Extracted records
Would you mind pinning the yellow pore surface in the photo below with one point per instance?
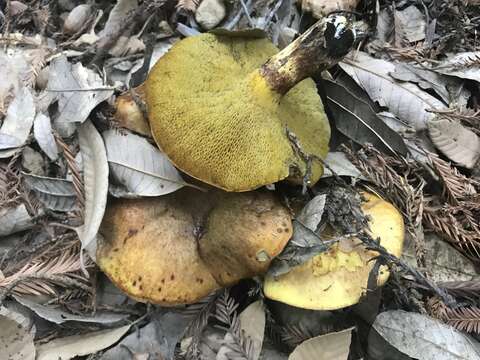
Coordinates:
(338, 278)
(215, 117)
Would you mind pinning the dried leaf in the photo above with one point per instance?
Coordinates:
(78, 91)
(139, 166)
(42, 130)
(79, 345)
(252, 324)
(339, 163)
(14, 219)
(58, 316)
(409, 24)
(443, 261)
(144, 340)
(405, 100)
(357, 120)
(16, 341)
(333, 346)
(422, 337)
(458, 143)
(450, 89)
(18, 122)
(464, 65)
(95, 176)
(55, 194)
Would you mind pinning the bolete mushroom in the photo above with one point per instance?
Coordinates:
(235, 113)
(162, 250)
(338, 278)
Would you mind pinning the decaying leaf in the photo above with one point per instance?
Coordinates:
(341, 166)
(409, 24)
(42, 130)
(444, 262)
(58, 316)
(305, 242)
(14, 219)
(464, 65)
(320, 8)
(95, 176)
(407, 101)
(458, 143)
(55, 194)
(78, 91)
(333, 346)
(17, 123)
(79, 345)
(252, 324)
(357, 120)
(16, 340)
(422, 337)
(449, 88)
(139, 166)
(143, 341)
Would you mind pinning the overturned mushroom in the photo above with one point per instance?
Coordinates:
(235, 113)
(150, 247)
(338, 278)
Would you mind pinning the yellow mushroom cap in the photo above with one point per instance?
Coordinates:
(338, 278)
(215, 116)
(150, 247)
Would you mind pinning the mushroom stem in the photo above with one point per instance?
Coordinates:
(320, 47)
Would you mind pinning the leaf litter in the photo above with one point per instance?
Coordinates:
(404, 113)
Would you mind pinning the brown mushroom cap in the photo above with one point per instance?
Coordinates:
(150, 247)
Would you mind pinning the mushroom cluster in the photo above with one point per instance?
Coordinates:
(235, 113)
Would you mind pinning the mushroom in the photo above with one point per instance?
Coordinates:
(162, 250)
(235, 113)
(338, 278)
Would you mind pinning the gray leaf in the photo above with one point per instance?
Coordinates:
(77, 89)
(42, 130)
(460, 144)
(55, 194)
(79, 345)
(139, 166)
(14, 219)
(18, 122)
(422, 337)
(408, 102)
(95, 178)
(59, 316)
(16, 341)
(357, 120)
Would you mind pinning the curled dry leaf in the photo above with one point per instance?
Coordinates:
(95, 178)
(18, 122)
(16, 341)
(357, 120)
(410, 24)
(79, 345)
(42, 130)
(421, 337)
(341, 166)
(14, 219)
(458, 143)
(58, 316)
(407, 101)
(333, 346)
(55, 194)
(139, 166)
(78, 91)
(464, 65)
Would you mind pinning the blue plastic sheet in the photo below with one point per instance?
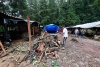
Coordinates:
(51, 28)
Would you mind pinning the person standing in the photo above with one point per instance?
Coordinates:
(65, 36)
(83, 33)
(76, 32)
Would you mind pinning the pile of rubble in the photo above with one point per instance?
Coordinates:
(46, 46)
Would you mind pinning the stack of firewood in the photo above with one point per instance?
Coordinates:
(46, 46)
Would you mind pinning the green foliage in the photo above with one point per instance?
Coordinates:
(58, 12)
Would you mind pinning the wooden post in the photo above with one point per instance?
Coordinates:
(29, 31)
(2, 47)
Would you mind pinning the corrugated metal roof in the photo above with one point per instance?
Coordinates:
(88, 25)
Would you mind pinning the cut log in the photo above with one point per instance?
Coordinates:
(7, 53)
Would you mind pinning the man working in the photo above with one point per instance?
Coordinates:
(65, 36)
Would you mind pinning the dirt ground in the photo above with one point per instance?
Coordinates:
(84, 53)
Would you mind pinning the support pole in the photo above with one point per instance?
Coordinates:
(2, 47)
(29, 31)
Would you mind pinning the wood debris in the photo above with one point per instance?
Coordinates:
(45, 46)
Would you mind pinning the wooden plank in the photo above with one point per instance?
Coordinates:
(2, 47)
(29, 31)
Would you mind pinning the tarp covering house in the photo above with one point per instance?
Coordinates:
(88, 25)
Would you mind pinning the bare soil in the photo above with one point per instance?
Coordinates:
(84, 53)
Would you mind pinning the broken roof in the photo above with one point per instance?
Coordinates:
(88, 25)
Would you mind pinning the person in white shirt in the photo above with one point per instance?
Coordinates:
(65, 36)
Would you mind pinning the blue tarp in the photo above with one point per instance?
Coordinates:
(51, 28)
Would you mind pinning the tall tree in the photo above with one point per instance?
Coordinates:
(19, 7)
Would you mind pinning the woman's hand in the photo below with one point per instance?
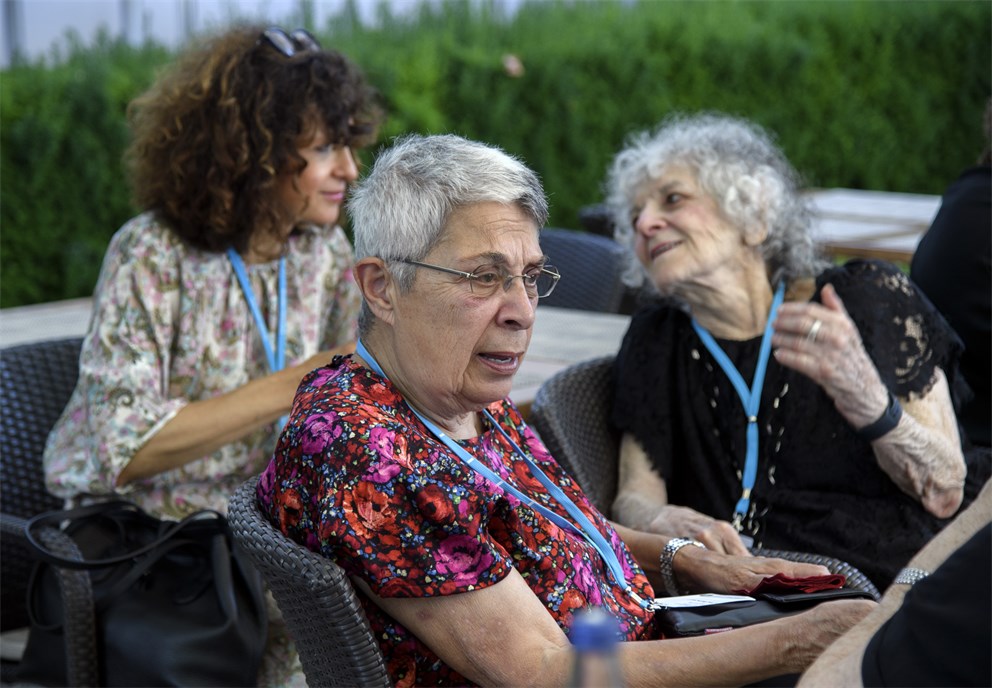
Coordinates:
(701, 570)
(823, 343)
(680, 521)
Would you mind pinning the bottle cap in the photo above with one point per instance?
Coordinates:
(593, 629)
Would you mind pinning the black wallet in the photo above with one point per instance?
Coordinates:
(689, 621)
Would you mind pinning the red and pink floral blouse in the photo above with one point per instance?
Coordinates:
(357, 477)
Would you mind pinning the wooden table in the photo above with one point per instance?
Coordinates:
(563, 336)
(871, 224)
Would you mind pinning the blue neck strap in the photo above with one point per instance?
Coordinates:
(585, 528)
(276, 357)
(750, 399)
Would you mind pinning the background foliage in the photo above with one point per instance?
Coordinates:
(862, 94)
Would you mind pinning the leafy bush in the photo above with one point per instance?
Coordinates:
(875, 95)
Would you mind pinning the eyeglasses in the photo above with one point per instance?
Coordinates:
(486, 279)
(289, 44)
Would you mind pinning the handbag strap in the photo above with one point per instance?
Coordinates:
(55, 518)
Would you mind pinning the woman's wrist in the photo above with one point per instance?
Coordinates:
(666, 563)
(884, 424)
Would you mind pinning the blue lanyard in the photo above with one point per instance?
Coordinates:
(277, 358)
(750, 399)
(585, 527)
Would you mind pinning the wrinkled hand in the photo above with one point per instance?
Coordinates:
(701, 570)
(831, 354)
(718, 536)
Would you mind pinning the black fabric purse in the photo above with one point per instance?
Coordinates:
(175, 604)
(690, 621)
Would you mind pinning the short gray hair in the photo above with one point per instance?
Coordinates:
(738, 165)
(400, 210)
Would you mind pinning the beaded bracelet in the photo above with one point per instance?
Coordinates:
(667, 559)
(910, 575)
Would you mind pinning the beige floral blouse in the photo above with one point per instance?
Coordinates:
(170, 326)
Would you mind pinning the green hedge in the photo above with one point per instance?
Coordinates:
(862, 94)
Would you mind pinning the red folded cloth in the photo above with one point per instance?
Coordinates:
(782, 583)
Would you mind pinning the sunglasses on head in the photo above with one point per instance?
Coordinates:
(289, 44)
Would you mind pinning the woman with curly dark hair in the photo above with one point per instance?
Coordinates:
(236, 280)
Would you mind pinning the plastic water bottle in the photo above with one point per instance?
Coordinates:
(594, 642)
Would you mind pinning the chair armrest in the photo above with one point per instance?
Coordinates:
(77, 600)
(855, 579)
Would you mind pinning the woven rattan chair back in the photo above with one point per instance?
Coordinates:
(591, 268)
(36, 381)
(316, 598)
(571, 414)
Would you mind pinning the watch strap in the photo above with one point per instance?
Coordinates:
(886, 422)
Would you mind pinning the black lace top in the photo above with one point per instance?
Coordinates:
(819, 488)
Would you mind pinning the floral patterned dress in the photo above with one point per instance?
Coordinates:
(171, 326)
(357, 477)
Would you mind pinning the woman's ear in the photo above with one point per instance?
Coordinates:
(376, 284)
(755, 233)
(753, 193)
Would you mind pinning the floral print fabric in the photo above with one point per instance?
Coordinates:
(357, 477)
(171, 326)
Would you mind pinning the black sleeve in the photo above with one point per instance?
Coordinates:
(942, 633)
(905, 336)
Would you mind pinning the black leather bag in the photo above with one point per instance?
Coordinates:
(690, 621)
(175, 603)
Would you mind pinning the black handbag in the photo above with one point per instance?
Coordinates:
(175, 603)
(689, 621)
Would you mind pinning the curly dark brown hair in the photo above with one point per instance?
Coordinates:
(219, 127)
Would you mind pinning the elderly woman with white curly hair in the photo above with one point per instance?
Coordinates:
(770, 398)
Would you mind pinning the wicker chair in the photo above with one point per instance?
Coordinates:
(590, 267)
(571, 414)
(316, 598)
(36, 381)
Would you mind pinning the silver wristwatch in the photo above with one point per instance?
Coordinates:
(668, 557)
(909, 576)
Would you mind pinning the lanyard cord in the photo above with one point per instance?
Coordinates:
(277, 358)
(585, 527)
(750, 399)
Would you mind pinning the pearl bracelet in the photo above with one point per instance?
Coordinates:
(909, 576)
(667, 559)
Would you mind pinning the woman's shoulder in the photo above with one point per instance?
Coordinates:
(653, 324)
(146, 234)
(320, 242)
(871, 283)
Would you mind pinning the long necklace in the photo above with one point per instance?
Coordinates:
(750, 399)
(585, 528)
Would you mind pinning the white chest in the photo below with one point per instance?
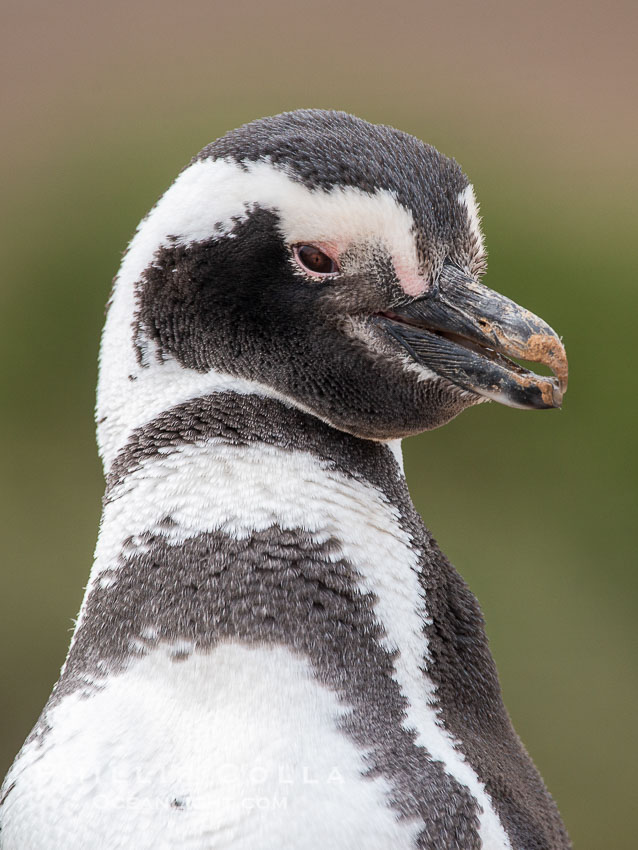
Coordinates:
(239, 748)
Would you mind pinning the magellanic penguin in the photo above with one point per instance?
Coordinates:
(272, 652)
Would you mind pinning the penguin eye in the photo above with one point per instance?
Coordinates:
(315, 260)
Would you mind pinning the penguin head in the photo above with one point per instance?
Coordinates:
(329, 262)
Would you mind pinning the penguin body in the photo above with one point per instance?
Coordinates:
(272, 651)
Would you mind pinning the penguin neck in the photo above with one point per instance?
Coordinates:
(228, 498)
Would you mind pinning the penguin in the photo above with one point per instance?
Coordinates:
(272, 651)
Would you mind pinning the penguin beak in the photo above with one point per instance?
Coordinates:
(466, 333)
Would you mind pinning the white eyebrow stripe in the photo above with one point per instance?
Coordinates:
(211, 196)
(467, 199)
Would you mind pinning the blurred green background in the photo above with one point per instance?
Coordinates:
(102, 104)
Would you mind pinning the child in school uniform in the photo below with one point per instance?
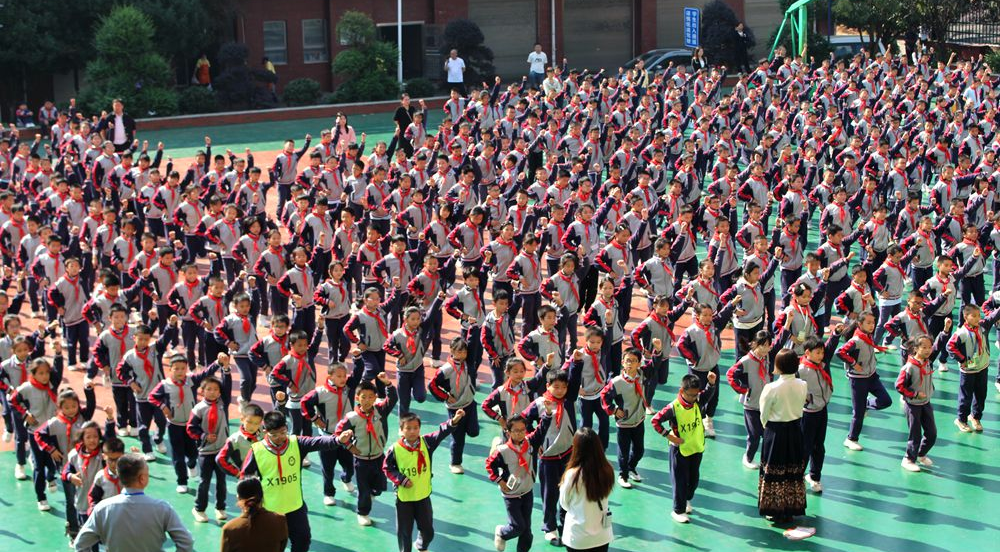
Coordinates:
(680, 423)
(624, 398)
(35, 402)
(970, 347)
(562, 388)
(916, 384)
(814, 369)
(409, 345)
(408, 464)
(363, 432)
(512, 466)
(454, 383)
(858, 354)
(175, 396)
(748, 377)
(209, 427)
(83, 463)
(234, 451)
(324, 407)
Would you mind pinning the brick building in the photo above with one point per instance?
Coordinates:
(299, 36)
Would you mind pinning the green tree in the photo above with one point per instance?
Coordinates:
(126, 66)
(367, 68)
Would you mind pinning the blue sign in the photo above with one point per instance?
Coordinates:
(692, 27)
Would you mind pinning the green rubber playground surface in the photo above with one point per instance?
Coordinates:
(869, 502)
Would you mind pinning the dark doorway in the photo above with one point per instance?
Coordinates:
(413, 49)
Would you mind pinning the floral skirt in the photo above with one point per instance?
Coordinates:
(782, 489)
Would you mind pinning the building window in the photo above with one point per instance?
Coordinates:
(314, 42)
(275, 43)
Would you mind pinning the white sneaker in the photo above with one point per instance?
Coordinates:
(498, 542)
(814, 486)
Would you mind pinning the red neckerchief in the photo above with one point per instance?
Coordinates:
(421, 460)
(596, 363)
(559, 406)
(378, 319)
(369, 423)
(147, 366)
(339, 391)
(868, 340)
(301, 366)
(823, 373)
(522, 453)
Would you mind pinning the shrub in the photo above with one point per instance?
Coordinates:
(420, 87)
(197, 99)
(301, 92)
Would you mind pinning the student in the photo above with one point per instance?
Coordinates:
(234, 451)
(748, 377)
(678, 422)
(455, 384)
(814, 369)
(916, 384)
(971, 349)
(624, 398)
(325, 406)
(409, 344)
(362, 431)
(858, 354)
(408, 464)
(35, 402)
(562, 388)
(701, 347)
(209, 427)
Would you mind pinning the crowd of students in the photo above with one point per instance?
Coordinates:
(532, 220)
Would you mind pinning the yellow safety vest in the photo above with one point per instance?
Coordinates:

Given instruction: From the line containing "Would you mind pinning the blurred" through the last line of the material above, write out each line exactly, leaving aside all pictures.

Written answer:
Would you mind pinning the blurred green background in the photo above with one point per instance?
Coordinates:
(102, 104)
Would you mind pinning the child in school uniform in the photo below with one point per instance?
Coordinates:
(680, 423)
(624, 398)
(35, 402)
(970, 347)
(562, 388)
(916, 384)
(814, 369)
(409, 345)
(408, 464)
(363, 432)
(512, 466)
(454, 383)
(858, 354)
(175, 396)
(748, 377)
(209, 427)
(83, 463)
(234, 451)
(324, 407)
Would you mind pinning the brick building in the photo above with one point per instance?
Coordinates:
(299, 36)
Would you mind pinning the green tree in the photo above with one point per instance?
Coordinates:
(126, 66)
(367, 68)
Would you mind pinning the blue sign in the photo above with one point per instance?
Coordinates:
(692, 27)
Would you mind pinning the green rubber playground surface in the photo above with one point per instance?
Coordinates:
(869, 502)
Would you mind pinning the dark doorway in the photo above with one point per instance?
Coordinates:
(413, 49)
Would you mind pinning the floral skirt in the photo above with one point per instance?
Coordinates:
(782, 489)
Would you mind pinning the building window in the photo above with one point per instance?
Coordinates:
(314, 42)
(275, 43)
Would you mind pinning the white sneaker in the photo above with one point per instance?
Coordinates:
(498, 542)
(814, 486)
Would you mind pinning the red neckerchief in the photo above with one point per instance?
Coordinates:
(421, 460)
(596, 363)
(559, 406)
(378, 319)
(369, 423)
(147, 366)
(339, 391)
(868, 340)
(301, 366)
(823, 373)
(522, 453)
Would you mind pinning the shrub in the photo above with one point per instance?
Coordinates:
(420, 87)
(197, 99)
(301, 92)
Would you mind pinning the student in the photo above with one point per instance?
Coordinates:
(234, 451)
(748, 377)
(678, 422)
(455, 384)
(814, 369)
(916, 384)
(971, 349)
(624, 398)
(325, 406)
(409, 344)
(362, 431)
(858, 354)
(408, 464)
(35, 402)
(562, 388)
(701, 347)
(209, 427)
Would you mind pinning the crowd of students in the photo above with one point per instance?
Coordinates:
(532, 220)
Would you mind pinning the yellow safety vest in the photo above with one point per instance?
Coordinates:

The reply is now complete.